▶ STUDY TEXT
----------

I've ridden recumbents for a long time now, and can confirm they don't put any weight on your hands; I often have only a couple of fingers on the handlebars. They aren't as great on uphills as conventional bikes because you can't stand on the pedals -- although with a trike you can go as slow as you want. Because you can't shift your weight as well it's harder to handle them on rugged conditions, the kind where you need an actual mountain bike, but if the surface is fairly flat and well maintained, just not paved I'd ride there.
posted by Homeboy Trouble at 1:54 PM on July 6, 2019 [1 favorite]

I recommend against coaster brakes, because they are by definition on the rear wheel, and it's your front wheel that does most of the work when braking. If you're having trouble clamping down on the brakes with one hand, there are 1-to-2 adapters that let you control both brakes with one hand. If you're having trouble with both hands, I'm not sure what to recommend except a visit with a sports physiologist.

In the world of conventional bikes, a "sit up and beg" position puts no particular pressure on your wrists, but this is not a very efficient position.

Good brakes are good enough that they doesn't require a lot of force. Likewise the shifting mechanisms on most higher-end component groups. And there is electronic shifting, but that's very expensive.

I've done a fair amount of riding on a recumbent, and with all respect to aniola, I prefer conventional bikes. Definitely worth trying out though, as those put no pressure on your wrists to maintain your position. There's a wider variety of layouts and positions on recumbents than conventional bikes, so just because you like or dislike one doesn't mean you'll feel the same about another.
posted by adamrice at 1:59 PM on July 6, 2019

FWIW, Sheldon Brown's recommendation when using coaster brakes is to have a conventional front-wheel brake as a backup.
posted by jon1270 at 4:04 PM on July 6, 2019

I had terrible hand and wrist pain on my upright bike. A recumbent solved it completely.
posted by RichardHenryYarbo at 5:53 PM on July 6, 2019

Thank you all for the info and ideas. Yeah, it's both thumbs that aren't very functional. Still searching, and realized I'm also going to have some trouble keeping tires with tubes inflated with the pump I currently own. Sorry to add on, but are solid bike tires a thing yet? Any other ideas on that front?
posted by vers at 10:29 AM on July 7, 2019

I've never used them or even seen them in the wild, but, yes, airless bike tires are a thing--here's a review from a recumbent forum, and one from a conventional-bike site that mentions some competing options.

----------

▶ RECORDED DATA

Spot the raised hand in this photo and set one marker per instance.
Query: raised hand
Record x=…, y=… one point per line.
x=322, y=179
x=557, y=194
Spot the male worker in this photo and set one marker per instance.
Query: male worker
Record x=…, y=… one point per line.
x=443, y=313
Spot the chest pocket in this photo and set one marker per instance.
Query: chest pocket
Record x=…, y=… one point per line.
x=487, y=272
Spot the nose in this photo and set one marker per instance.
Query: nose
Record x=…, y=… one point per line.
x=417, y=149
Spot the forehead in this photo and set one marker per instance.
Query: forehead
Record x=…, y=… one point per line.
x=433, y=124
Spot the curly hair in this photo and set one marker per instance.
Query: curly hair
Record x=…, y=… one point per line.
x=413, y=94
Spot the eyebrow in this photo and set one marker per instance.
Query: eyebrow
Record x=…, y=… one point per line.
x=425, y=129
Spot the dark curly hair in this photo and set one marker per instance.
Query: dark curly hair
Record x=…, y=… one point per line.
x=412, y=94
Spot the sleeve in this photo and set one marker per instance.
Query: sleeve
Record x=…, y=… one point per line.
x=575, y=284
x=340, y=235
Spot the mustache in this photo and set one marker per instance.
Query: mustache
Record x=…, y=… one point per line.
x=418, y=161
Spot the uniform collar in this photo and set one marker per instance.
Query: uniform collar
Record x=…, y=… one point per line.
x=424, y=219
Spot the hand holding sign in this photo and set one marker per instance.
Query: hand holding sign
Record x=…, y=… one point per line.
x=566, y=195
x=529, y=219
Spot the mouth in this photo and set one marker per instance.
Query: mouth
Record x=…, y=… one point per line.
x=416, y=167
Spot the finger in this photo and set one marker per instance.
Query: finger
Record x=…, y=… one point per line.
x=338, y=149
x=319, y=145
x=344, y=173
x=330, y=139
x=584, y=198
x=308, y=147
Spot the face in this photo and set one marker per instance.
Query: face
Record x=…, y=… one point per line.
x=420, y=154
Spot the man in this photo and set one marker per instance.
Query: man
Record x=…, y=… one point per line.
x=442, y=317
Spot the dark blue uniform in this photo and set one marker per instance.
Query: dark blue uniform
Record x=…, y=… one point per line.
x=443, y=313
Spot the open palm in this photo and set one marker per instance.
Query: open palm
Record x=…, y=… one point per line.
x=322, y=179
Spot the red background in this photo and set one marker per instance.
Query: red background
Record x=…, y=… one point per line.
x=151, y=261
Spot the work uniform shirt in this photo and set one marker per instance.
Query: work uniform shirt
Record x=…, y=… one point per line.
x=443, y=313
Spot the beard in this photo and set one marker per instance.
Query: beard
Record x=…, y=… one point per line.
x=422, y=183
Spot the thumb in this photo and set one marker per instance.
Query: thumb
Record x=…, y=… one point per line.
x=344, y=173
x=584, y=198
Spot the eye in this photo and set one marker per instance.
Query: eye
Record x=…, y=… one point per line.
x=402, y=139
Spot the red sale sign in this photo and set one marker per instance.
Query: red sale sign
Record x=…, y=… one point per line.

----------

▶ THINGS TO DO
(A) Answer these questions about the forum thread on bikes for painful hands:
(i) Which wheel does the thread say does most of the work when braking?
(ii) Whose recommendation is cited for keeping a conventional front-wheel brake as a backup with coaster brakes?
(iii) What completely solved RichardHenryYarbo's hand and wrist pain?
(B) Carry on the forum thread about bikes for painful hands from the point where it stops.
The data was taken from a source separate from the forum thread on bikes for painful hands.

▶ TASK RESPONSES
(A)
(i) The front wheel.
(ii) Sheldon Brown's.
(iii) A recumbent.

(B)
You might also consider using tire sealants and/or an electric air compressor.
posted by box at 11:28 AM on July 7, 2019

Maybe check out the International Human Powered Vehicle Association. Their technical journal, Human Power, really takes on a lot of view points from a engineering/design standpoint and I wouldn't be surprised if you found something that worked for you. It's all a bit out there but it's not woo and you'll have plenty of hard facts to rely upon if something is relevant.
posted by RolandOfEld at 8:44 PM on July 7, 2019

I have a plug in mini-compressor for inflating my bike tires. I get a lot of flats and it was a semi-joke gift. I love it. Highly recommend.

I don't know if this would help you but I also ride with the tpr rubber hand rests and point all my fingers and my thumbs forward. I don't wrap my hands around the handle bars at all even when braking. This is just a habit I'm in but I find it very comfortable and functional. I do use my thumbs to shift but bar end shifters would let me ride pretty much thumb free with these hand rests.
posted by fshgrl at 12:53 AM on July 8, 2019

I know someone who got an electronic gear shifter after hand surgery and says she'll never go back.
posted by showbiz_liz at 8:44 AM on July 8, 2019

Sincere thanks to all of you; this has been very informative and encouraging. In case it helps someone else, my continued searching let me to Rad-Innovations, who specialize in adaptive bikes and work with dealers across the US. I had an initial call with them, and think they're exactly the outfit I need. Demo is the next step!